WORK INSTRUCTION
The reply should return the data in full, exactly as written.

** DATA TO EXAMINE follows **

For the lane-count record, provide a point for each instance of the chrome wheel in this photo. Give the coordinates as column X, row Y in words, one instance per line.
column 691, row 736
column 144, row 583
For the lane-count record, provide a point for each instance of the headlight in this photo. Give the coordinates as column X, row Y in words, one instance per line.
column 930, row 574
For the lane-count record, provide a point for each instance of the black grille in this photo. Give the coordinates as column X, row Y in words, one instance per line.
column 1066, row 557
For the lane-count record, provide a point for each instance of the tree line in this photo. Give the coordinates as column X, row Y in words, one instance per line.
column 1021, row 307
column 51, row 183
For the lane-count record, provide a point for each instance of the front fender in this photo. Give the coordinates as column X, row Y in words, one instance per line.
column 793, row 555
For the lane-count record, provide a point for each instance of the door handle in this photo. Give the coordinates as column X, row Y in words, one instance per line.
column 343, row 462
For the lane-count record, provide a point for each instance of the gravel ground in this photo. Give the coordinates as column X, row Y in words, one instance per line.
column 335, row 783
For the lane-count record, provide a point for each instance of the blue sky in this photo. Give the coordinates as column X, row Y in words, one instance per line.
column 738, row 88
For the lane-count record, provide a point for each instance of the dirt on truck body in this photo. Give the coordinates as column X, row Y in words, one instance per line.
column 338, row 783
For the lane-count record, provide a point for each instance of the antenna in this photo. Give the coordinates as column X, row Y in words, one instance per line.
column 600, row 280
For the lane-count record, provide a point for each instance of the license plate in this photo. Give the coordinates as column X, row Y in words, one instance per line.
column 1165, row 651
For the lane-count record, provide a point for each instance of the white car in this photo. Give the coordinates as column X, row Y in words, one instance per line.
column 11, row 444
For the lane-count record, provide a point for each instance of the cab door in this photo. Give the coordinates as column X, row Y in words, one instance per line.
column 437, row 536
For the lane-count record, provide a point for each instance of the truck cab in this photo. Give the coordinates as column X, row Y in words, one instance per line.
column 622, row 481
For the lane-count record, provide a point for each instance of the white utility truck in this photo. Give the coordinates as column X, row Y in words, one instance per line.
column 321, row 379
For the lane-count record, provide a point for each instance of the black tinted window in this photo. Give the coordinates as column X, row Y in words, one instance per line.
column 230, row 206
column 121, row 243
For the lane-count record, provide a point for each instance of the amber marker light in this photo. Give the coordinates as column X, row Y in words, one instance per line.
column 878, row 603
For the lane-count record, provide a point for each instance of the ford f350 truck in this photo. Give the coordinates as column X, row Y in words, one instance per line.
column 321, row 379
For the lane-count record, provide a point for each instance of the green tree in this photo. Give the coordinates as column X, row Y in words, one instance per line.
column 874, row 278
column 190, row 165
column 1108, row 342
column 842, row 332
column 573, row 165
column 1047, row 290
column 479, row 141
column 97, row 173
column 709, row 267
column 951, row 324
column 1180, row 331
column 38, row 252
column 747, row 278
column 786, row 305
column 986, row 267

** End of DATA TO EXAMINE **

ANSWER TO THIS PROBLEM
For the lane-count record, provide a point for each instance of the chrome wheel in this photo. Give the coordinates as column X, row Y in words, one instance per line.
column 691, row 736
column 144, row 583
For the lane-count record, provide a point for each instance of the headlight in this photo. Give the coordinates as column X, row Y in words, one instance per line.
column 930, row 574
For the lane-count record, provide a point for each instance of the black grille in this photo. Give the coordinates as column X, row Y in words, one instance per line.
column 1066, row 557
For the lane-count record, provide a point for each instance of the tree line in this photo. Give the coordinates as column X, row Y in words, one instance per line.
column 1021, row 307
column 51, row 183
For the lane-count record, provide a point for each instance of the front fender in this photo. Give the coordinates as column X, row Y in words, one instance per line.
column 793, row 555
For the lane-count record, provide a point for each instance of the door handle in this photo. Give the coordinates as column X, row Y in words, one instance per line.
column 343, row 462
For the lane-count record, provide a point for each instance of the gravel ground in this photo. Give the coordinates as column X, row Y in words, one instance per line.
column 335, row 783
For the lane-count record, provide a point for each instance of the blue sky in this photo. Give the coordinates as column X, row Y in words, one instance per line.
column 738, row 88
For the lane-count record, provide a point for each instance of the dirt on truck body in this photo. Give the coordinates as column X, row Y in words, one instance per line.
column 338, row 783
For the lane-count record, provide a point for each instance of the antenna in this photo. Give the coordinates as column X, row Y in words, one instance per line.
column 600, row 280
For the lane-count record, provide a point for each instance of the license plate in this photo. Give the coordinates as column X, row Y in words, one instance per line.
column 1165, row 651
For the lane-count record, provide a point for each instance of the white car in this photo. Give the coordinates as column X, row Y in words, one instance per line.
column 11, row 444
For the lane-count record, provide a point for each instance of the cab door in this photo. Give the coordinates as column X, row Y in words, one instance per line.
column 437, row 536
For the lane-count record, provide a point for each instance of the truck cab in this photo. Give the coordinates as column X, row Y in words, one instance per line.
column 622, row 481
For the lane-count record, provide a point for each instance of the white utility truck in this photo. Give the coordinates as column X, row Y in words, one instance per line.
column 321, row 379
For the lane-count record, provide a point for each instance of the black tinted window in this photo. Give the coordinates as column X, row Y in words, one instance per line.
column 230, row 206
column 121, row 243
For the lane-count record, provide a point for each instance of the amber marker light in this photo. Give the coordinates as column X, row Y in words, one instance per line.
column 878, row 603
For the lane-count record, provide a point for each instance of the ford f350 truck in this photo. Give the coordinates as column X, row Y in words, one instance per line.
column 321, row 379
For the lane-count record, provide a point for each instance of the green tree in this photo. Give the coordinates as column X, row Y in words, one instance per line.
column 874, row 278
column 190, row 165
column 1108, row 342
column 842, row 332
column 573, row 165
column 1047, row 290
column 479, row 141
column 97, row 173
column 709, row 267
column 951, row 324
column 1180, row 331
column 38, row 252
column 747, row 278
column 786, row 305
column 986, row 267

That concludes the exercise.